• _EXERCISE OBJECTIVE_
Exactly reproduce the lines beginning with the line that includes "ear and report the position of each." and ending with the last line of the data.

[Referring expression data]
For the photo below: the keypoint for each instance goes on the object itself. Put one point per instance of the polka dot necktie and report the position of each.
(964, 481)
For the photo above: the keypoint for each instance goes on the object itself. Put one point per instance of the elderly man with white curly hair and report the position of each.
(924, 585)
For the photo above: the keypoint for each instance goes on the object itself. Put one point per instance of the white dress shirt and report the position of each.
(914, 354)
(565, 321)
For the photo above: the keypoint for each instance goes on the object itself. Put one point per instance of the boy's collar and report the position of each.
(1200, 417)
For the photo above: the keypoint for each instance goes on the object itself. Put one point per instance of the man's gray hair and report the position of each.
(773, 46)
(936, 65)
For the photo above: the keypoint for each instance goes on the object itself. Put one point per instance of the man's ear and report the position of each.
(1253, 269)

• _RESPONSE_
For the photo above: the keypoint for each instance goes on the object itself. Put one point per instance of the man's ear and report the position of each.
(1253, 269)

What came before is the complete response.